Pick out all lines in the entries below that contain the word "each", and copy them out in full.

A block of data
--------------------------------

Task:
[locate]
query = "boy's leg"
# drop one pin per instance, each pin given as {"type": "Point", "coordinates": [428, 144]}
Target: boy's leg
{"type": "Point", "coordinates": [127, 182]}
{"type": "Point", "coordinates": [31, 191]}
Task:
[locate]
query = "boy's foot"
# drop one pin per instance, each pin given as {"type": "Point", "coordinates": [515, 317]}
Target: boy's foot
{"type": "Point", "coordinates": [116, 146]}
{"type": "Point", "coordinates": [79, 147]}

--------------------------------

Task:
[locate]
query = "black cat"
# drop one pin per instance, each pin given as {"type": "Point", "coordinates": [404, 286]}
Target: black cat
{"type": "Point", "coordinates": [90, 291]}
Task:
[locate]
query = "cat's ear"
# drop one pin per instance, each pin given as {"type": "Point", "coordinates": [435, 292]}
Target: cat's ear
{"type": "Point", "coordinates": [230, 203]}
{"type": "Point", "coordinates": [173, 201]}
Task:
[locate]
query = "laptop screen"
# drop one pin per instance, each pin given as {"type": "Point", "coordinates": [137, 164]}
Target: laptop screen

--------------------------------

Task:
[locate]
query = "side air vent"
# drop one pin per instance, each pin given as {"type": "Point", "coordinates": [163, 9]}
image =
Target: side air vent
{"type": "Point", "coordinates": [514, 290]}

--------------------------------

• _Answer in full_
# drop one pin per instance, each pin given as {"type": "Point", "coordinates": [428, 144]}
# drop one pin per instance, each pin given as {"type": "Point", "coordinates": [515, 317]}
# drop one pin per instance, each pin given as {"type": "Point", "coordinates": [404, 286]}
# drop one pin per instance, each pin given as {"type": "Point", "coordinates": [435, 292]}
# drop one pin per instance, each pin given as {"type": "Point", "coordinates": [137, 164]}
# drop one pin per instance, each pin given as {"type": "Point", "coordinates": [163, 9]}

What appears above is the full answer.